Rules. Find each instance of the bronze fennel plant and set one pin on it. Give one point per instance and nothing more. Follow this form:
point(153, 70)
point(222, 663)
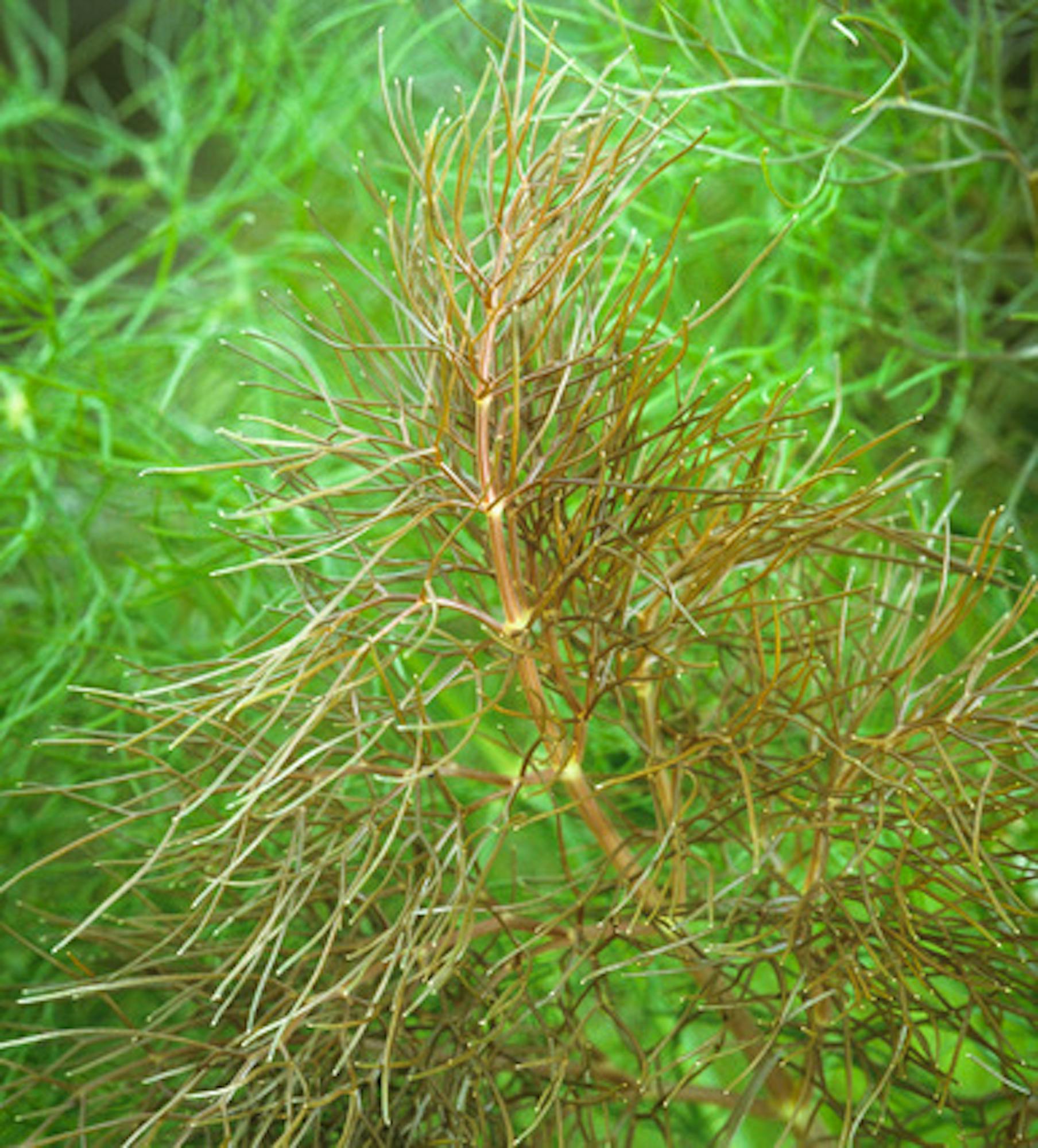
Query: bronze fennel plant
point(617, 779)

+ + + + + + +

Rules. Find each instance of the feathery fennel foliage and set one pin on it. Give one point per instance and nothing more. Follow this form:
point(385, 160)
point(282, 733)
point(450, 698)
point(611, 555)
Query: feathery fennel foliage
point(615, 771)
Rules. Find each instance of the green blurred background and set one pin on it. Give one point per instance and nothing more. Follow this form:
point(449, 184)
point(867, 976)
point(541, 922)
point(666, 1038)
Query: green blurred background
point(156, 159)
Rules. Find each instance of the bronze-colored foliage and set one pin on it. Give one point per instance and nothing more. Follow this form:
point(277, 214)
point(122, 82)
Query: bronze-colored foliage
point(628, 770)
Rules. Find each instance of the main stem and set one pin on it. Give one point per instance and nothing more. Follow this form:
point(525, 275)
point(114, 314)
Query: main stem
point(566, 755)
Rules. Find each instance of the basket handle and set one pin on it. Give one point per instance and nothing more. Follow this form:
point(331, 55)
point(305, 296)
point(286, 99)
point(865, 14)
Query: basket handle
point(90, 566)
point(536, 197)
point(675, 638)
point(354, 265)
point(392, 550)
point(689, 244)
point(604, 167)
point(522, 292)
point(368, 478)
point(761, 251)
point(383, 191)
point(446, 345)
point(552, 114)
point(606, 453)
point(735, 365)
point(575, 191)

+ + + + + + +

- _WRITTEN REQUEST_
Rewrite the records between the lines holding "Rules. Find each instance of the bronze fennel" and "point(617, 779)", inclusive, swapping "bronze fennel plant" for "purple fennel plant" and leaving everything else unchanged. Omit the pictures from your answer.

- _TASK ANSWER_
Rules. Find each instance of the purple fennel plant and set one pin on it. Give one point per instance and nothing more. Follow this form:
point(153, 70)
point(222, 663)
Query: purple fennel plant
point(617, 779)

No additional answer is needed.